• _TASK DIRECTIONS_:
Restate the listing exactly and in full.

BEGIN

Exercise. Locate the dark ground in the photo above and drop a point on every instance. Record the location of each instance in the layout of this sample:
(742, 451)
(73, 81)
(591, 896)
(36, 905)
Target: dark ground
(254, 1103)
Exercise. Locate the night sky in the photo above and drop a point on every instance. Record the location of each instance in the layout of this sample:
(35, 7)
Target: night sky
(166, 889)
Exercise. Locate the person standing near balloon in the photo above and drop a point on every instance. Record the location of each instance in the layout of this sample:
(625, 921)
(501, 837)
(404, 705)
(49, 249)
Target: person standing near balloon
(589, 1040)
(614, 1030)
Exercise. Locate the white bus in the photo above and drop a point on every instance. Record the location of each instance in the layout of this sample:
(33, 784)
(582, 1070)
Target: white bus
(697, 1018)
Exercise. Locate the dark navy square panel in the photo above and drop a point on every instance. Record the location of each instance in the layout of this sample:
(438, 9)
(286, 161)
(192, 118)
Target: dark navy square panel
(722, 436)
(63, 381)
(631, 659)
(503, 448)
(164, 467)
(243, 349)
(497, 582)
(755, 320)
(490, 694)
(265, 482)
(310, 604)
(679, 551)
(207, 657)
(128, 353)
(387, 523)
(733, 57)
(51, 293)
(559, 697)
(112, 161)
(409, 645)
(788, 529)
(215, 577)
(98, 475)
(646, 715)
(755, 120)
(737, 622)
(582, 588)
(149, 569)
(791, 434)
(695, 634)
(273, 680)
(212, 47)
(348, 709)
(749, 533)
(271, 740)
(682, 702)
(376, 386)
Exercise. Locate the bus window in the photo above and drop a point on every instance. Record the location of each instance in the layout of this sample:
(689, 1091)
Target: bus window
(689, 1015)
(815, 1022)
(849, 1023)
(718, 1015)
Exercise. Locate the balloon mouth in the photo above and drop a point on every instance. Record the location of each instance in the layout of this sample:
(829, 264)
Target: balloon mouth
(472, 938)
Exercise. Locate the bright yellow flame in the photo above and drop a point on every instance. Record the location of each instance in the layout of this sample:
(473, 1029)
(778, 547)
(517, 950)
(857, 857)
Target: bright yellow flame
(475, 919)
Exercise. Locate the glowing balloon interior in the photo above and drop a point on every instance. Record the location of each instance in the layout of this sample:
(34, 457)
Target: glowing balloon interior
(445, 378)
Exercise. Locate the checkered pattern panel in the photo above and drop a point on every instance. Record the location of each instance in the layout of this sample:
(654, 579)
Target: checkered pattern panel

END

• _EXERCISE OUTPUT_:
Exercise. Locate the dark ground in the photo above and drop a point on every instance. Record the location of each instance in the layout of this sample:
(742, 451)
(73, 81)
(591, 896)
(36, 905)
Target: dark ground
(254, 1103)
Exercise. Locate the night sky in the photo above and drop a point on every instance. Record the location of each instance in the layout of this sample:
(35, 7)
Target: night sky
(166, 889)
Exercise. Locate the person standing near balloon in the photo above and drop a point on every instance. Record the location of each instance in the layout of this sample:
(625, 921)
(501, 837)
(404, 705)
(49, 249)
Target: person standing near balloon
(589, 1040)
(614, 1030)
Exercise. Locate the white bus in the photo above and drop a point on every instance. Record the location of each instance in the layout of this sample:
(33, 784)
(582, 1070)
Target: white bus
(697, 1018)
Exercise. Locate the dark navy square panel in the photo above and drop a point on every instance. Record the location of each instance in the layout of this sample:
(438, 9)
(286, 161)
(192, 118)
Target: dark navy square panel
(722, 436)
(63, 381)
(631, 659)
(503, 448)
(164, 467)
(243, 349)
(497, 582)
(755, 320)
(490, 694)
(265, 482)
(310, 604)
(679, 551)
(207, 657)
(128, 353)
(387, 523)
(733, 57)
(51, 293)
(559, 697)
(112, 161)
(409, 645)
(788, 529)
(215, 577)
(98, 475)
(646, 715)
(755, 120)
(737, 622)
(582, 588)
(149, 569)
(791, 434)
(695, 634)
(273, 680)
(212, 47)
(348, 709)
(749, 533)
(271, 740)
(682, 702)
(376, 386)
Exercise. Locate the bus window in the photo above and drop a point on every instance. Record the location of each instance in the layout of this sample:
(689, 1091)
Target: bus window
(689, 1015)
(815, 1022)
(849, 1023)
(718, 1015)
Exercise. Locate the balloon mouth in the photo above and drop a point on every instance. Record the location of each instance in the layout of this sample:
(829, 264)
Target: balloon mouth
(472, 938)
Exercise. Locate the bright yellow flame in the photo above and drop a point on every instance. Record the location of each instance in the layout of this sample:
(473, 1029)
(778, 547)
(517, 950)
(857, 857)
Target: bright yellow flame
(475, 919)
Exercise. Locate the glowing balloon interior in the photo above and drop a point on every instance. Record the location of each instance in the layout of this sample:
(34, 457)
Target: glowing balloon interior
(445, 378)
Exercise. Locate the checkered pattern panel in the photo above and drop a point on every instance. Record the location of each instance in the layout of this sample:
(654, 579)
Target: checkered pattern panel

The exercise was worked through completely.